- Extrait du document:
——————————

Ca ne se passera pas comme ça, chez McDo

28 mars 2016 | Mise à jour le 16 février 2017
Par | Photo(s) : Thierry Nectoux
Plusieurs dizaines de salariés de McDonald's, venus de plusieurs lieux de France, étaient mobilisés devant le restaurant de la gare du Nord, à Paris, pour réclamer un taux horaire de 13 euros à l'image de leurs collègues américains. Ils ont également dénoncé les conditions de travail et leur précarité, rejoints en cela par des étudiants de l'université Paris 8, mobilisés contre la loi El Khomri. Reportage.

« Assez de galère pour une misère ! ». « McDo, escroc, faut partager le magot ! ». « Nous ne sommes pas des steaks hachés, les salariés de la restauration rapide sauront se faire respecter ». « Relocalisation des profits, augmentation des salaires. 13 euros/heure ».

C'est autour de ces slogans inscrits sur plusieurs banderoles ou accrochés à des tee-shirts McDonald's déchirés et brandis en épouvantail sur des balais, que plusieurs dizaines de salariés du roi du burger ont manifesté le 23 mars, devant le restaurant de la gare du Nord, malgré le froid et la forte présence policière à l'entrée du hall d'où part le Thalys, train express pour Bruxelles…

Sur fond de « C'est dans la rue qu’ça se passe quand il s’passe quelque chose, […] C'est dans la rue qu'ça se passe, on va pas s'laisser faire », la chanson emblématique de la compagnie Jolie môme et devant un restaurant fermé fissa à l'approche des manifestants, les salariés scandaient : « McDo, mais ils sont où nos bénéfices ?! » devant un mur de vitrines. Voilà pour le dialogue social.

——————————

- Extrait source:

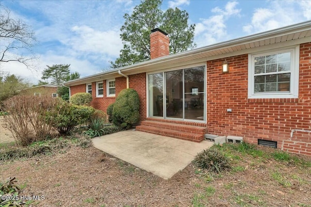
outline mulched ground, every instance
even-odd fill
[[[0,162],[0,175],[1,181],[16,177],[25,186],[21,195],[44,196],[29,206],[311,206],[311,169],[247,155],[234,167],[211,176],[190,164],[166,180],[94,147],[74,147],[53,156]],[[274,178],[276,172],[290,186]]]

——————————

- Consignes:
(1) Dans l'article sur la manifestation des salariés de McDonald's, relevez tous les slogans inscrits sur les banderoles, tels que l'article les rapporte avant de décrire le rassemblement.
(2) Poursuivez l'article sur la manifestation des salariés de McDonald's à partir de sa dernière phrase.
Les lignes n'interviennent pas dans ce travail.

- Réponses par consigne:
(1)
« Assez de galère pour une misère ! »
« McDo, escroc, faut partager le magot ! »
« Nous ne sommes pas des steaks hachés, les salariés de la restauration rapide sauront se faire respecter »
« Relocalisation des profits, augmentation des salaires. 13 euros/heure »

(2)
DES REVENDICATIONS LÉGITIMES

« Nous sommes là pour montrer à tout le monde que si les rushs se suivent et se ressemblent, ce n'est pas une fatalité, a démarré Gilles Bombard, secrétaire de la CGT McDonald's Ile-de-France. Il n'est plus possible de tolérer une politique sociale sans saveur à notre égard, une politique sociale qui dérive en politique fiscale controversée. »

Il énumère, sous les acquiescements de l'assemblée, les temps partiels imposés rémunérés sur la base du Smic, les horaires planifiés et imposés la nuit et le dimanche sans majoration, les techniques de maximisation sauvage des profits.

« C'est une façon d'appauvrir ses travailleurs, enchaîne-t-il, tout en s'accaparant toutes les aides de l'État : CICE, baisse de la TVA, aides sur les bas salaires, emplois jeunes, etc., et au même moment organiser la fuite de tous ses profits vers des paradis fiscaux pour ne pas payer l'impôt sur les sociétés, pour ne pas nous payer à nous, salariés, la prime de participation sur les bénéfices qui nous échappe depuis toujours car aussi étonnant que cela puisse paraître, McDonald's, d'un point de vue comptable, ne dégage pas de bénéfices. »

Et de préciser qu'une action en justice a été engagée pour « blanchissement de fraude fiscale en bande organisée » (voir entretien avec Eva Joly, NVO de janvier 2016,).

Des cris se lèvent : « Nos bénéfices ! Bande de voleurs, ils sont où ?! ». Et lui, de conclure : « Nous voulons un salaire de 13 euros/heure, un treizième mois pour tout le monde, des primes, des congés étudiants, un comité d'entreprise, tout ce qui nous revient de droit par rapport à la richesse que nous créons chaque jour et qui n'est jamais partagée ». Et de pointer l'exemple américain où il y a quelques mois, des salariés de McDonald's ont réussi à augmenter leur salaire de 7 à 15 dollars de l'heure grâce à une action syndicale coordonnée et tenace (voir portrait NVO février 2016).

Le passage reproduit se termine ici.